§ Short task
Repeat exactly, and only, the lines from the one containing "refrigerator, one point per instance" through the end of the records.

====

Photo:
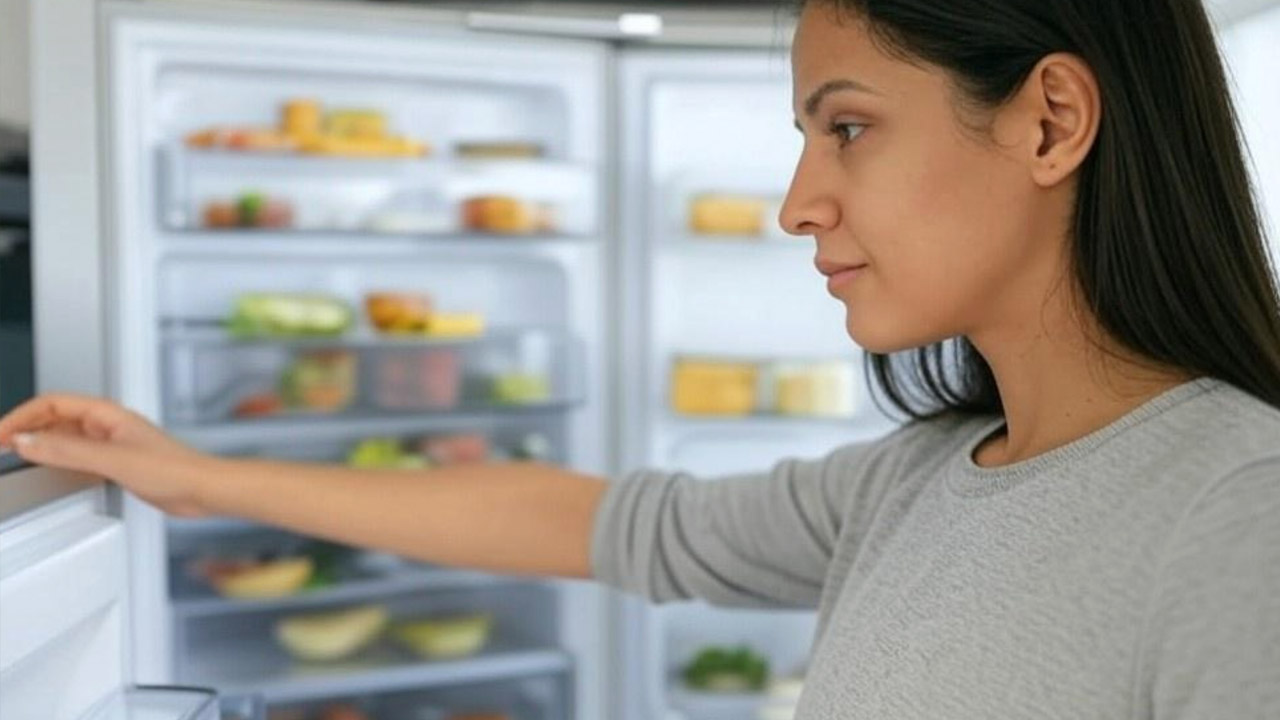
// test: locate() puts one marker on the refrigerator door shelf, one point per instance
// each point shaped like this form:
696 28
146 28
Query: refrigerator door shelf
522 698
206 190
158 703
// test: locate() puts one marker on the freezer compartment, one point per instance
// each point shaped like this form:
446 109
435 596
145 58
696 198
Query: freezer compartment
215 378
525 698
247 194
373 646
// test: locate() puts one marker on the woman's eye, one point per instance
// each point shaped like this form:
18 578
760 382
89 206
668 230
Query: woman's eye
846 132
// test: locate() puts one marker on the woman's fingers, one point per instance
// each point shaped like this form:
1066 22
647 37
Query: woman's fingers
69 451
48 410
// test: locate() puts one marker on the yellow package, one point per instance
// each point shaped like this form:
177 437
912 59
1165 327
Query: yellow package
713 388
726 214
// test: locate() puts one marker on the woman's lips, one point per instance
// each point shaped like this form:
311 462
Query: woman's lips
839 274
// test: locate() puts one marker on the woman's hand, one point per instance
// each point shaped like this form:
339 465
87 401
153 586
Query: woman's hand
103 438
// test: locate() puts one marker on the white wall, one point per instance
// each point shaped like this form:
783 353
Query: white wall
14 62
1252 51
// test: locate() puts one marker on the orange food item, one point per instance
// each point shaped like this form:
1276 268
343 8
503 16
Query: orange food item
260 405
503 214
456 450
342 712
392 311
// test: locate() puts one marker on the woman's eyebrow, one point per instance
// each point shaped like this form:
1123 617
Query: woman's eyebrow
817 96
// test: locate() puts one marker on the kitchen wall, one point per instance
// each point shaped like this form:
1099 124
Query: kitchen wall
14 63
1253 63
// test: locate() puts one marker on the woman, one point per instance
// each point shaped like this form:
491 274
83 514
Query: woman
1038 219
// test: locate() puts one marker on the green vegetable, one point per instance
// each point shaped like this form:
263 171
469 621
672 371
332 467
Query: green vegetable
384 452
263 314
250 208
718 669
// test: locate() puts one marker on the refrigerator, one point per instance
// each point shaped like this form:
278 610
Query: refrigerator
589 200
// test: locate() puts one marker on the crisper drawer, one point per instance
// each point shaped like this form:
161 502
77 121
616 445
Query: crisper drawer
214 378
434 638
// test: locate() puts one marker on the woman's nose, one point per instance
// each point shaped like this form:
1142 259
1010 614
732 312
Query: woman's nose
808 209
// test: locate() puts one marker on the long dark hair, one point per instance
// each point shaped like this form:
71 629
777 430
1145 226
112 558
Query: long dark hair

====

§ Exercise result
// test: locate() puts one marker on the refrigerator, one point per instance
// each point shaped like this form:
278 610
Query: refrigerator
589 200
// test: locate() puts one marker on the crisper drawer, one point per instance
// each point shaped like this form:
161 502
77 121
616 445
Query: crisper drawer
214 378
434 638
// test: locate() puts one marker on the woman's nose, one point per instance
// each point shaped like this form:
1142 259
1010 614
732 312
Query: woman's nose
808 209
// test: locate() puts one marker on the long dark hair, one point per instance
// each point shaped like this form:
71 629
777 430
1145 226
112 558
Query: long dark hair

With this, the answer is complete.